··· Reading passage ···

There is an urgent need to make healthy and sustainable diets affordable and accessible to everyone, said the Food and Agriculture Organisation (FAO) of the United Nations in a booklet released on the occasion of World Food Day on October 16.
For decades, the world has focused its energies on combating malnutrition. But today, providing food security isn’t restricted only to quantity. It’s also about quality. Shifting to a healthier diet with adequate seasonal plant-based and fibre-rich dishes and reducing intake of excessive meat and fast-food will help achieve zero-hunger target as enshrined by the UN-mandated Sustainable Development Goals (SDGs), said the document.
Indianexpress.com speaks with FAO Country Director in India Tomio Shichiri (七里富雄 ) to understand what’s at stake here to achieve a zero hunger world.
Q. On World Food Day, what are some of the challenges and opportunities when it comes to promoting sustainable food systems to mitigate and adapt to climate change and food insecurity?
A. Our way of producing, supplying and consuming food has to change. From the farm to the plate, our food systems currently favour the production of high-yielding staple crops. In addition to the impact on our diets, intensified food production combined with climate change is causing a rapid loss of biodiversity. Today, only nine plant species account for 66 per cent of total crop production despite the fact that throughout history, more than 6,000 species have been cultivated for food. We currently rely on only three crops (wheat, maize and rice) to provide nearly 50 per cent of the global dietary energy supply. This needs to change. A diverse variety of foods is crucial for providing healthy diets and safeguarding the environment.
Q. Voices of women and less privileged groups are often left out of decision-making, especially in areas that affect their living conditions. How important is it to promote the participation of rural populations with respect to providing food security?
A. Extremely important, actually. The participation of rural populations, especially women can further the advocacy and lend their support to health programs and health education campaigns. Individual citizens take more active roles in legislative and political processes and advocate for making healthy diets a priority on the public agenda.
Q. It is projected by some studies that the global population may reach 11 billion by 2100. Is the world prepared to meet this demand while using fewer resources?

··· Provided data ···

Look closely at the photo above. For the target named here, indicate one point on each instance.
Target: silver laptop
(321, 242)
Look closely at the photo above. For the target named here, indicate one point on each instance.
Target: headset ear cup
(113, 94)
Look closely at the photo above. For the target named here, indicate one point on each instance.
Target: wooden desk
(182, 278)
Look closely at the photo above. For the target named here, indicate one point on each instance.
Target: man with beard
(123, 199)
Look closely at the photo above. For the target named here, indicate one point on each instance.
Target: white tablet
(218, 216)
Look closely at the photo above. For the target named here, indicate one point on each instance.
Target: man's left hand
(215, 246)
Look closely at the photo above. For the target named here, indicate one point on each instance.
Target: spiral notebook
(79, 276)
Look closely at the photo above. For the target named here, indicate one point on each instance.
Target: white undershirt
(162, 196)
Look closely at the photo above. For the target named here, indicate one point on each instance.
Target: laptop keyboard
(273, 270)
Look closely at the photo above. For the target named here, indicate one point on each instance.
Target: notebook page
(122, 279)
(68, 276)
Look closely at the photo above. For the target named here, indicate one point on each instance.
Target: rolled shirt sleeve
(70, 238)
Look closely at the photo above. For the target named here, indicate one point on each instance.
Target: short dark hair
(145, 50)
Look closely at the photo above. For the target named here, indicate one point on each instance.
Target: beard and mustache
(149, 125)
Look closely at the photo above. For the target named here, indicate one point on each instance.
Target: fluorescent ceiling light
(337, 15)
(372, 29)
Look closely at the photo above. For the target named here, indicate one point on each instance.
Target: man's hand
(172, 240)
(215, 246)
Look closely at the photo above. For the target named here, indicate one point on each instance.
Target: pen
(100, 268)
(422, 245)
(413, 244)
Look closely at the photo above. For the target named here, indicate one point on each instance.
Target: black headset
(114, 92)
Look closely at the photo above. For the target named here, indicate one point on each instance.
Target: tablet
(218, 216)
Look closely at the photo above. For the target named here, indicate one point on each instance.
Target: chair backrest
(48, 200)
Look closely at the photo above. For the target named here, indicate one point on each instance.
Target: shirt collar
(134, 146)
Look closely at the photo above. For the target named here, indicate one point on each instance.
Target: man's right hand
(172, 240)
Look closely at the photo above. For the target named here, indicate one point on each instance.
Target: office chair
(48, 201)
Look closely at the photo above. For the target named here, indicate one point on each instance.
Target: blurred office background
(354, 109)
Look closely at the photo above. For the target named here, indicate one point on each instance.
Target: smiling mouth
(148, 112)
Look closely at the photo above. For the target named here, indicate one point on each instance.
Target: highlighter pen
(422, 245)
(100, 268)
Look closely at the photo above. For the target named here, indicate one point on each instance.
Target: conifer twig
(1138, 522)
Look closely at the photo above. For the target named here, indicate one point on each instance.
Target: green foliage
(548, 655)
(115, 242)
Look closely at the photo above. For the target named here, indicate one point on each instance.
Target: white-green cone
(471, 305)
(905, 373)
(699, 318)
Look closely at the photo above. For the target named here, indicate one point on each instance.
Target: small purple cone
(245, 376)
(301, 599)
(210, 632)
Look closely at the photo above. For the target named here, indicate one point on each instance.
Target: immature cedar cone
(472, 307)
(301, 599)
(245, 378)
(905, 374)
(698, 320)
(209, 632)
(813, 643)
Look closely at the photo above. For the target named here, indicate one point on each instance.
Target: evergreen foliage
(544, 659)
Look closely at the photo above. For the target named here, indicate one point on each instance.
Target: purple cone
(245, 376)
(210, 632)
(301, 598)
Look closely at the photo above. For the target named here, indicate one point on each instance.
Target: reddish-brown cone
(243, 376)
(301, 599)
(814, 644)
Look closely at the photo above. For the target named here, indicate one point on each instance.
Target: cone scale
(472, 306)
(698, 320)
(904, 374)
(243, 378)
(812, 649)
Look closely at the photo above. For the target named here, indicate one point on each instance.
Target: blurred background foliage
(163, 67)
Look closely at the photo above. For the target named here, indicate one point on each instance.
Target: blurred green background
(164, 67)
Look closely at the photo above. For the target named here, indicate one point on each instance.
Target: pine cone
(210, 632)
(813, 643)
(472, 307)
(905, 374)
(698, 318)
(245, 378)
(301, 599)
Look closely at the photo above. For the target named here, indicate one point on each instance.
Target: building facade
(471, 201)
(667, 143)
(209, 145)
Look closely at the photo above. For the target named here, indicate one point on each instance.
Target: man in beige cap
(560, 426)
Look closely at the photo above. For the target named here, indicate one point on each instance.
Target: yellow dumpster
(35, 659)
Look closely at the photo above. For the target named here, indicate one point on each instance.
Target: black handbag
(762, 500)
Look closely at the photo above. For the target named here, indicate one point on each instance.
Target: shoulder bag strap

···

Check your understanding.
1. How would the sentence "A diverse variety of foods is crucial for providing healthy diets and safeguarding the environment." from the World Food Day interview read in Spanish?
2. Could you carry on the World Food Day interview from the point where it ends?

Task results.
1. Una variedad diversa de alimentos es crucial para proporcionar dietas saludables y proteger el medio ambiente.

2.
A. As much as the quantity of yield is important, it’s equally important to ensure the access of a diverse variety of foods to provide good quality healthy diets and safeguarding the environment. Men and women in agriculture, fisheries and forestry are our primary sources for nutritious foods. They also play vital roles in managing natural resources. A farmer or other food producer, can influence the sustainability and variety of food supplies through the following means: First, Adopt nutrition-sensitive, food production practices that focus less on high-yielding staple crops and more on diversity and nutritional quality; second, plant a wider variety of nutritious foods like fruits, vegetables, legumes and nuts; Third, where possible, turn to local, small scale fishery production as a source of income and affordable, vitamin-rich foods for local communities. Fish provides protein, minerals, and polyunsaturated omega-3 fatty acids (which are generally not found in staple crops); fourth, manage natural resources sustainably and efficiently and adapt methods climate change. Produce more food with the same amount of land and water; and lastly, reduce food loss and waste from harvest to distribution. Take advantage of processing and storage methods to conserve products where possible.
Q. We are also seeing extreme weather conditions across the world: famine, drought and floods more frequently. What are some strategies to cope with this?
A. It’s important to monitor and reinforce the need for agrobiodiversity. It is crucial not only for dietary health but also to protect biodiversity and natural resources. Improve productivity and income and increase the resilience of farmers to challenges such as climate change and drought. It is difficult to predict and prepare for natural disasters. But the focus should always be on building climate-resilient agriculture. Early warning systems are very important to minimise losses on the ground.